Task instructions — Copy the material below word for word, keeping every line in its original order.
## begin Data for processing
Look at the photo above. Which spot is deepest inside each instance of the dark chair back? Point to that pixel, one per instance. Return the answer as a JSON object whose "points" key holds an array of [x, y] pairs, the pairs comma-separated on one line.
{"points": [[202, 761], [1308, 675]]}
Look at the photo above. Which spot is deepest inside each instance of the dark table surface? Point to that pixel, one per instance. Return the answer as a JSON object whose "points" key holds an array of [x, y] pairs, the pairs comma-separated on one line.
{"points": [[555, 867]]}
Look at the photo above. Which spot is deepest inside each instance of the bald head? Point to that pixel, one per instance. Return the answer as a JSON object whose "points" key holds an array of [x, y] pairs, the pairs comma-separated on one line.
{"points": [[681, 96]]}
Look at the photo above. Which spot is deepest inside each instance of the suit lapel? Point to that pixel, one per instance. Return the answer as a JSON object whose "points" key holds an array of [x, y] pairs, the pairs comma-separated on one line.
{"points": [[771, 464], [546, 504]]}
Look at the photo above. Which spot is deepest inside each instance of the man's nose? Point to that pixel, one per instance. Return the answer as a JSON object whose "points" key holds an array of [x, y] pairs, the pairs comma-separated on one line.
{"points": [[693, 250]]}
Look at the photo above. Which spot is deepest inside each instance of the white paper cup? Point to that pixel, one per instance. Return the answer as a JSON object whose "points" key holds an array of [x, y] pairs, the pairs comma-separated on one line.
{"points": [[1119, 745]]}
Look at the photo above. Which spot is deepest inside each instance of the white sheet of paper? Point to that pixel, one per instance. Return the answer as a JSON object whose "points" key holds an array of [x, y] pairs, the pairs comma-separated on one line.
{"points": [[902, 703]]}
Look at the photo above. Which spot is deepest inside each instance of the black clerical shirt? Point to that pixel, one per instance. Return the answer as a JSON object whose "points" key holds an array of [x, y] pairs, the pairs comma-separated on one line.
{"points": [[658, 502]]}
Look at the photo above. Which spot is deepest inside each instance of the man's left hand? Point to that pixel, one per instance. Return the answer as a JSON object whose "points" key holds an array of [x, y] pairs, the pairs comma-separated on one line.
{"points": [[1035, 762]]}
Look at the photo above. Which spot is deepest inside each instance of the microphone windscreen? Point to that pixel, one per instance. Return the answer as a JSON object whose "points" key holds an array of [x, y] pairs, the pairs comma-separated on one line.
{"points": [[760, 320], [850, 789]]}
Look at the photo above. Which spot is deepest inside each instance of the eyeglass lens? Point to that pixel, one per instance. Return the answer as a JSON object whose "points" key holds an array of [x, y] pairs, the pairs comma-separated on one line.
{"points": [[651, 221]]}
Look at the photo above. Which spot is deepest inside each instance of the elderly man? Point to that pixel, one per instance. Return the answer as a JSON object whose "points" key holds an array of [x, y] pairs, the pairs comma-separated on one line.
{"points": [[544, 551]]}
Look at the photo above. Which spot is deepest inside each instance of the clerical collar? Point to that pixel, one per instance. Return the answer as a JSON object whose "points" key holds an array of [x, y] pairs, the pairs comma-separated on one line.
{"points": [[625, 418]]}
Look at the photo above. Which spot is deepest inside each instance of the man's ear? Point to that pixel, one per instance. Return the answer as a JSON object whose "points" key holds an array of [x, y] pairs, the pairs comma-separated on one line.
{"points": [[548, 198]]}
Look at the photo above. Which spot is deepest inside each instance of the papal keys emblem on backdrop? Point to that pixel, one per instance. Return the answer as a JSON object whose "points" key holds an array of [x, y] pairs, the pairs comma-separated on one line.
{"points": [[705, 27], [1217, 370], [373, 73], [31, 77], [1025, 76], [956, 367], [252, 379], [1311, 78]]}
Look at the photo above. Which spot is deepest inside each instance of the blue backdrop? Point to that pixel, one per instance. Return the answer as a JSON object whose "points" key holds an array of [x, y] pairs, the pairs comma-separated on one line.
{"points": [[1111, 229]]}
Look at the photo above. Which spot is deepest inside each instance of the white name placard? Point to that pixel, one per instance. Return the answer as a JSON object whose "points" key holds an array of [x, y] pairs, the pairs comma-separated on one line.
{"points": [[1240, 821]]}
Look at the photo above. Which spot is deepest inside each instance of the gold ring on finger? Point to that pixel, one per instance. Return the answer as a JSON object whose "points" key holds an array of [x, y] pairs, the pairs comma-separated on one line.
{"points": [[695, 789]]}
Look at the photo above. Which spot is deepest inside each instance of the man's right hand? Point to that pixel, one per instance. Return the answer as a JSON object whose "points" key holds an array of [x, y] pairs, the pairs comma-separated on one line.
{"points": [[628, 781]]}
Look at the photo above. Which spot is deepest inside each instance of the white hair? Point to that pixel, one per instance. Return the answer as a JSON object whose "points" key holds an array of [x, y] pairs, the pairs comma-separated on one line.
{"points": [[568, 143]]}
## end Data for processing
Response for this exercise —
Look at the photo above. Which spot is deepest inside each instance of the dark chair back? Point to that pixel, one per instance. Return the answer as a JSON object whose "points" key holds an array of [x, y] pairs, the pairs comma-separated on one line.
{"points": [[202, 761], [1308, 675]]}
Look at the photo above. Which spot is deepest inside each instance of the dark table surface? Point to that pixel, one per instance. Return the answer as a JSON object whose "points" key holds an array of [x, y] pairs, the pairs comma-separated on one line.
{"points": [[555, 867]]}
Look at the photo above. Which spot is deepest inside each instance of the bald head? Point to that pixel, one per instance. Return the answer as a JSON object whose "points" key holds an array of [x, y] pairs, the pairs comma-separated on one line.
{"points": [[681, 96]]}
Look at the photo above. Which spot is deepest inside each instance of the suit lapel? Point to that pixel, one per instance. Return the answer as a JSON object whose "points" key holds an array of [x, y] pairs, the pairs comma-separated on one line.
{"points": [[771, 464], [546, 504]]}
Look at the photo above. Which spot is deepest inside each instance of the man's nose? Point to that pixel, one per instance. Return the answer as a JSON object whose "points" key holds an array of [x, y] pairs, the pairs comma-separated on one line.
{"points": [[693, 250]]}
Look at the photo above. Which spot is deepest inside each instance of the white paper cup? Point to that pixel, one per instance. Return the answer as a JSON object whose "points" key holds an array of [x, y] pairs, the pairs comma-separated on one line.
{"points": [[1119, 745]]}
Look at the photo above. Which spot is deepest inside each instance of the white sheet of paper? Point to that pixel, one per instance. Return the answer as a JSON object whose "points" key holds an array of [x, y] pairs, the pairs comma-separated on one line.
{"points": [[902, 703]]}
Look at the photo above. Which spot is deepest inside each instance of the black clerical shirt? Point to that pixel, one per instance. Return the answer as a JSON object whose "points" key holds an array of [x, y] pairs, the pairs comma-separated on one line.
{"points": [[658, 502]]}
Look at the photo above. Which spot is deepest inside each instance of the man's left hand? Point to that pixel, one per instance. Return the answer as a JSON object whose "points" key holds an array of [x, y] pairs, the pairs comma-separated on one line.
{"points": [[1035, 762]]}
Look at the photo above. Which spot is deepest inside each instance of the microphone windscreen? Point to that pixel, one per instance. Return the answer as a JSON object whose "points" key holds an array of [x, y] pairs, the pairs comma-separated on one line.
{"points": [[760, 320], [850, 789]]}
Look at the photo above. Which spot is deepest inside each instance of the eyeglass lens? Point to that pixel, one per instance. Return the answer as a JSON object whose "points" key holds an array of [x, y] pairs, the pairs comma-separated on one line.
{"points": [[651, 221]]}
Look at the photo above. Which spot is deepest inside each instance of the elderly man? Point to that pixel, one per instance. Return the answer as a JSON object whose "points" key holds an array of [x, y] pairs, the pairs comma-separated on one line.
{"points": [[544, 551]]}
Look at the photo above. Which spot is deepest inside each instance of the clerical collar? Point to that pixel, one per instance. Return the answer as a JSON object whose "points" key holds an array of [x, y] pairs, the pairs comma-separated on one line.
{"points": [[625, 418]]}
Look at the photo above. Which spot is deepest inside each instance of the man's ear? Point to that pixel, one per instance. Return the answer as a JSON object whose "points" key holds an array of [x, y] pairs, the pairs comma-separated on one line.
{"points": [[548, 198]]}
Look at the photo above. Which spot is deepest inside each instance of the papal keys emblem on backdrop? Point to that pixel, one per instance. Return the answer as a JSON object whose "points" key holds an array of [x, y] pairs, the pairs comma-separated on one line.
{"points": [[705, 27], [1217, 370], [373, 73], [31, 77], [1025, 76], [956, 367], [252, 379], [1311, 78]]}
Look at the photo above. Which spot is deepest inside each instance of the blue backdrop? Point to that pixel, one per instance. Return the answer as a JSON object whose "points" key holds an array of [x, y] pairs, the pairs comma-separated on one line.
{"points": [[1111, 229]]}
Look at the photo above. Which spot is deepest inside each instance of the white name placard? Point to that pixel, one per instance. Return the answer as a JSON object whose "points" key holds an array of [x, y] pairs, the pairs comma-separated on one line.
{"points": [[1240, 821]]}
Look at the photo above. Which spot is deepest inside each instance of the gold ring on finger? Point to that pixel, one per instance. Return the answer as a JSON object whose "points" key holds an array of [x, y] pairs, the pairs comma-separated on one line.
{"points": [[695, 789]]}
Look at the photo above. Which spot is deepest inside each instance of the man's right hand? Point to that pixel, one per instance. Return the answer as a JSON object whose "points" key holds an array of [x, y] pairs, the pairs comma-separated on one line.
{"points": [[628, 781]]}
Look at the photo above. Which spot is deepest inside each instance of the white hair? Point to that pixel, one per instance. Return the answer as a JSON object whose "points" key holds an array of [x, y] pairs, the pairs comma-separated on one line.
{"points": [[568, 143]]}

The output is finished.